Print the section of the R agent-model passage below, starting at "If the patch is unoccupied, then" and ending at "that is unoccupied.", word for word.

* _Passage provided_
□ □ □ □ □

If the patch is unoccupied, then we can work with our unhappy agent. If the patch is occupied, we need to continue to sample patches until we find one that is unoccupied.
Once selected, we change the new patch to occupied within the patch_df
, change the old patch to unoccupied within the patch_df
, and update the agent data frame with unhappy agent i’s new coordinates. The code to do so is something like the following.
# change new patch to unhappy agent i's type
patch_df[patch_df$xcoord == new_x & patch_df$ycoord == new_y, "type"] <- current_unhappy$type[1]
# go to the old patch where unhappy agent i used to live and change it to 0
patch_df[patch_df$xcoord == current_unhappy$xcoord[1] & patch_df$ycoord == current_unhappy$ycoord[1], "type"] <- 0
# update the agent_df to reflect unhappy agent i's new coordinates
agent_df[agent_df$agent == current_unhappy$agent[1], "xcoord"] <- new_x
agent_df[agent_df$agent == current_unhappy$agent[1], "ycoord"] <- new_y
Here is the full model.
library(tidyverse)
library(reshape2)
library(ggplot2)
# initial grid
#
#
#
#
#
#
dims <- 51*51
empty_patches <- 781
peeps <- c(rep(1, (dims-empty_patches) / 2),
rep(2, (dims-empty_patches) / 2),
rep(0, empty_patches))
num_agents <- dims - empty_patches
mat <- matrix(sample(peeps, dims, replace = F), 51, 51, byrow = T)
patch_df <- melt(mat) %>%
mutate(xcoord = Var1,
ycoord = Var2,
type = value) %>%
select(xcoord,
ycoord,
type)
agent_df <- patch_df %>%
filter(type %in% c(1,2)) %>%
mutate(agent = 1:num_agents)
plotfirst <- patch_df
alike_preference <- 0.6
# get neighbors function
#
#
#
#
#
#
#
#
get_neigh <- function(xy){
# starting from right and going clockwise, I want neighbors a,b,c,d,e,f,g,h
ax <- xy[1 , "xcoord"] + 1
ay <- xy[1, "ycoord"]
# xcoord, ycoord
a <- c(ax, ay)
bx <- xy[1 , "xcoord"] + 1
by <- xy[1, "ycoord"] - 1
# xcoord, ycoord
b <- c(bx, by)
cx <- xy[1 , "xcoord"]
cy <- xy[1, "ycoord"] - 1
# xcoord, ycoord
c <- c(cx, cy)
dx <- xy[1 , "xcoord"] - 1
dy <- xy[1, "ycoord"] - 1
# xcoord, ycoord
d <- c(dx, dy)
ex <- xy[1 , "xcoord"] - 1
ey <- xy[1, "ycoord"]
# xcoord, ycoord
e <- c(ex, ey)
fx <- xy[1 , "xcoord"] - 1
fy <- xy[1, "ycoord"] + 1
# xcoord, ycoord
f <- c(fx, fy)
gx <- xy[1 , "xcoord"]
gy <- xy[1, "ycoord"] + 1
# xcoord, ycoord
g <- c(gx, gy)
hx <- xy[1 , "xcoord"] + 1
hy <- xy[1, "ycoord"] + 1
# xcoord, ycoord
h <- c(hx, hy)

□ □ □ □ □

* _Data provided_
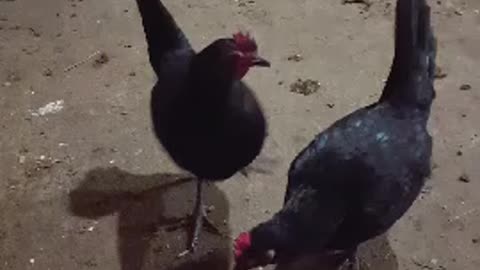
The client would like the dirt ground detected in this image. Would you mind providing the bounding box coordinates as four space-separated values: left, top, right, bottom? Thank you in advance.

□ □ □ □ □

* _Finished answer_
If the patch is unoccupied, then we can work with our unhappy agent. If the patch is occupied, we need to continue to sample patches until we find one that is unoccupied.